* _Exercise instructions_
Say whether each statement agrees with the excerpt on race and heritage in Colombia, answering yes or no and quoting the deciding words of the excerpt: 1. The school holds weekly classes in Afro-Colombian songs and Inca music. 2. In the town north of Bogota, many people speak Muisca. 3. Some private companies have names referring to Muisca mythology.

* _Page excerpt_
This year the school's educational theme is race and skin color, and so they are trying to expose the kids to different cultures, for example through weekly classes in Afro-Colombian songs and Inca music. It was surprising to me, because it seemed as if the treatment of race and culture was as something foreign that the kids should learn to appreciate. I might understand this at an all-white school in the US, but it seemed forced and inappropriate in Colombia, world hotspot of racial mestizaje. They even passed around a little black doll that would be circulating from house to house over the course of the year. The parents' attitudes were as if it were some special totem to banish racism from their hearts, and they passed it around in a way that, if I were black, would have made me feel even more self-conscious than I already was.
Anyway, it was really shocking to be in this environment that was so different from our small town north of Bogota. In our area, people recognize their indigenous heritage. No one speaks Muisca, and no one would call themselves Indians, but from the simplest peasant to the most effete intellectual at the university, everyone considers themselves to be the descendants of Muiscas. People talk about the customs of the ancestors, and indeed our food, music, names, and dress are very influenced by indigenous culture. I'm not just saying this because I work in the archeology museum; people really identify with their indigenous heritage. Even private companies have names referring to Muisca mythology. More than just Muiscas, people recognize a distinct regional identity. Boyaca culture is a very distinctive stamp, and it's worn with pride by people of all ages. Even for those who don't realize the strong Muisca component of it, Boyaca's culture is seen as a very unique and special thing.

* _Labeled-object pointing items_
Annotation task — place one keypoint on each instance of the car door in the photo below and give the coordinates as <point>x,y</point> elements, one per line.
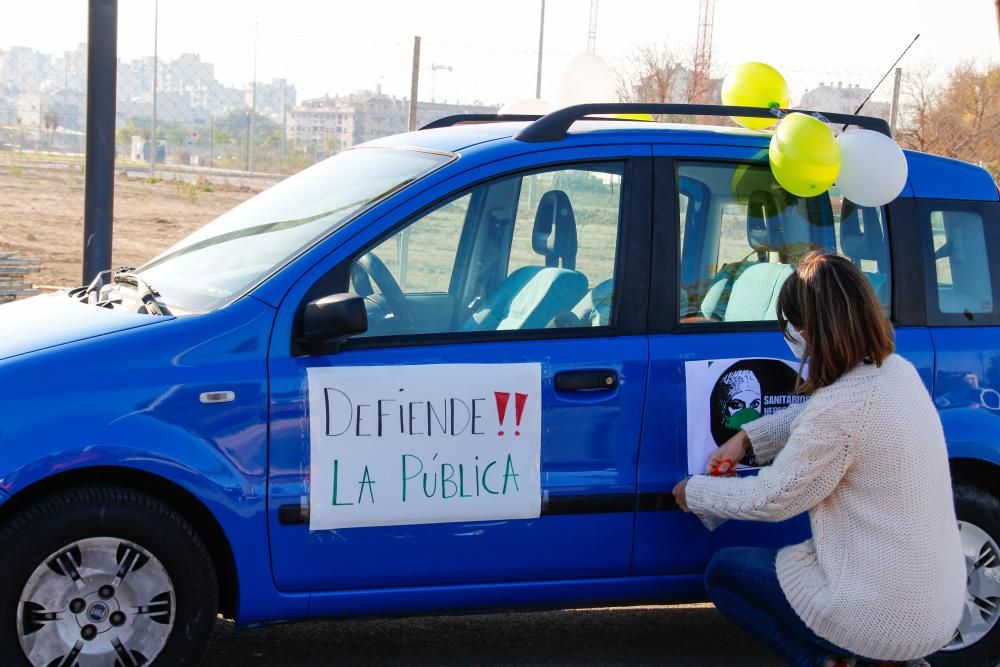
<point>961,244</point>
<point>727,238</point>
<point>486,426</point>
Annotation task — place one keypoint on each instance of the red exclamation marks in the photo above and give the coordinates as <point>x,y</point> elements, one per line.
<point>503,397</point>
<point>519,401</point>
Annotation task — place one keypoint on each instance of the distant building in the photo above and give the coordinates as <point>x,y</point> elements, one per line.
<point>273,99</point>
<point>337,123</point>
<point>842,99</point>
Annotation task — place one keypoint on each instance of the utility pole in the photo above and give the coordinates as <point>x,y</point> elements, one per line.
<point>99,184</point>
<point>156,67</point>
<point>592,31</point>
<point>253,104</point>
<point>284,117</point>
<point>414,81</point>
<point>895,100</point>
<point>211,141</point>
<point>541,42</point>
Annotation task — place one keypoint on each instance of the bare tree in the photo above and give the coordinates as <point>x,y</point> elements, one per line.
<point>957,117</point>
<point>654,73</point>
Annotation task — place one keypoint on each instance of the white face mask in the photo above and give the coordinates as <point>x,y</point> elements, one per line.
<point>797,344</point>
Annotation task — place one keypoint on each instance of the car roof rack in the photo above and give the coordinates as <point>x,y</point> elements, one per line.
<point>554,126</point>
<point>472,118</point>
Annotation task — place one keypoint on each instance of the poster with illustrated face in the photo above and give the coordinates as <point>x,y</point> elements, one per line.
<point>724,394</point>
<point>397,445</point>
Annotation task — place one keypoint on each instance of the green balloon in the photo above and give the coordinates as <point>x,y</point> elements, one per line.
<point>754,183</point>
<point>804,155</point>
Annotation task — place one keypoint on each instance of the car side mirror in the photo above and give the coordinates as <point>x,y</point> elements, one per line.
<point>330,320</point>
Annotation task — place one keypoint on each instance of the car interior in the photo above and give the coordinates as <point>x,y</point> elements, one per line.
<point>743,236</point>
<point>516,265</point>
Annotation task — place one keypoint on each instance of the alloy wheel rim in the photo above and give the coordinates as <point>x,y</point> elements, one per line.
<point>97,601</point>
<point>982,599</point>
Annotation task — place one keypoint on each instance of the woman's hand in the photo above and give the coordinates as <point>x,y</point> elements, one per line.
<point>680,495</point>
<point>733,449</point>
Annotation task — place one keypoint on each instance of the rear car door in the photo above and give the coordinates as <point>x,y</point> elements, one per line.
<point>727,236</point>
<point>486,427</point>
<point>961,244</point>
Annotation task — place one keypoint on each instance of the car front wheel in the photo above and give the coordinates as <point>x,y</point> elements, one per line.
<point>104,576</point>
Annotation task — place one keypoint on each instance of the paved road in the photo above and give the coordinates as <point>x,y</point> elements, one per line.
<point>678,636</point>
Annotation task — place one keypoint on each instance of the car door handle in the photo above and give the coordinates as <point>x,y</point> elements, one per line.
<point>588,380</point>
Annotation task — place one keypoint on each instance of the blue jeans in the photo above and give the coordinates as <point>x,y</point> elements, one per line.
<point>743,584</point>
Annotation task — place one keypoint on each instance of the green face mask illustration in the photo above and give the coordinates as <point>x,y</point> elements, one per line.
<point>736,420</point>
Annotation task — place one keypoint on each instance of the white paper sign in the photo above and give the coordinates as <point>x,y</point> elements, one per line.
<point>724,394</point>
<point>394,445</point>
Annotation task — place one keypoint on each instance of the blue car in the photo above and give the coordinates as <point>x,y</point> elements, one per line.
<point>458,369</point>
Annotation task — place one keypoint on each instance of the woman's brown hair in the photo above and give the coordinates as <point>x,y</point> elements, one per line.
<point>833,303</point>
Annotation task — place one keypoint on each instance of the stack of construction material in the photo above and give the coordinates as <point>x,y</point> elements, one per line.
<point>13,276</point>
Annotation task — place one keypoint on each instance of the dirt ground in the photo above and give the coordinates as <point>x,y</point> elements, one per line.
<point>676,636</point>
<point>41,215</point>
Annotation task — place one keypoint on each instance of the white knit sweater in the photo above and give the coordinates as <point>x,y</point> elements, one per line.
<point>884,574</point>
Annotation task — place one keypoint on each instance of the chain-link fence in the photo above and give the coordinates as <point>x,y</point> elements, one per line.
<point>193,141</point>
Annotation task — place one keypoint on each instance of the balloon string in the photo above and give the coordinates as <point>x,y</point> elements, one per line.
<point>863,103</point>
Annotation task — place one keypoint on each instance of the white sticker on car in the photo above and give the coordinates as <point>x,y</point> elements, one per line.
<point>396,445</point>
<point>724,394</point>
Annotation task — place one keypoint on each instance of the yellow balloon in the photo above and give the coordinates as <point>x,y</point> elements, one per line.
<point>755,85</point>
<point>804,155</point>
<point>634,116</point>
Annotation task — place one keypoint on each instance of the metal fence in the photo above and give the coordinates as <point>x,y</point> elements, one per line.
<point>14,275</point>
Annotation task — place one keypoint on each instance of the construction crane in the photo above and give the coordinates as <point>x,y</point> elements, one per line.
<point>700,90</point>
<point>592,30</point>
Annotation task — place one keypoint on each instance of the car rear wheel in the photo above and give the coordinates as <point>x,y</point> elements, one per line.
<point>977,640</point>
<point>104,576</point>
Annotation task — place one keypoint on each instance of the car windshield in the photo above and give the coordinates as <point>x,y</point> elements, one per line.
<point>237,250</point>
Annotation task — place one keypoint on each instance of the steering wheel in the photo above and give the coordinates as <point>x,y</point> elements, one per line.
<point>393,304</point>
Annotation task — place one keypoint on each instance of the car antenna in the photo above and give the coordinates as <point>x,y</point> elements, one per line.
<point>865,101</point>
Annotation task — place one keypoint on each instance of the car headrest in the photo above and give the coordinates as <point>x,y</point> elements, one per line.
<point>554,234</point>
<point>860,233</point>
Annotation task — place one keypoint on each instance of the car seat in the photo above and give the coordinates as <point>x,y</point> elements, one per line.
<point>755,292</point>
<point>531,296</point>
<point>594,309</point>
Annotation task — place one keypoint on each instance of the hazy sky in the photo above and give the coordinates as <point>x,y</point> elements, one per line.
<point>336,46</point>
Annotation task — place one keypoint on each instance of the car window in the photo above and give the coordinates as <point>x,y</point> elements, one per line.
<point>743,235</point>
<point>961,266</point>
<point>526,252</point>
<point>421,257</point>
<point>236,251</point>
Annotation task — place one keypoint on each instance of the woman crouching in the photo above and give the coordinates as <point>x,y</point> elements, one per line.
<point>883,576</point>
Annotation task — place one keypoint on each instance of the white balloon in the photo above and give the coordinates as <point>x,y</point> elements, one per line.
<point>873,168</point>
<point>529,106</point>
<point>586,79</point>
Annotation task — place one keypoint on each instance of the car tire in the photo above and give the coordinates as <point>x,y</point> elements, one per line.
<point>978,514</point>
<point>108,573</point>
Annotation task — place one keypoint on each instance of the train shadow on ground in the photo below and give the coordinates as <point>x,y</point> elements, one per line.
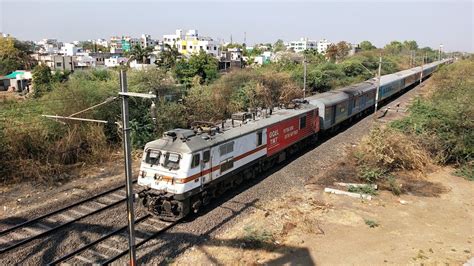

* _Exercise response_
1. Yes: "weekly classes in Afro-Colombian songs and Inca music"
2. No: "No one speaks Muisca"
3. Yes: "Even private companies have names referring to Muisca mythology."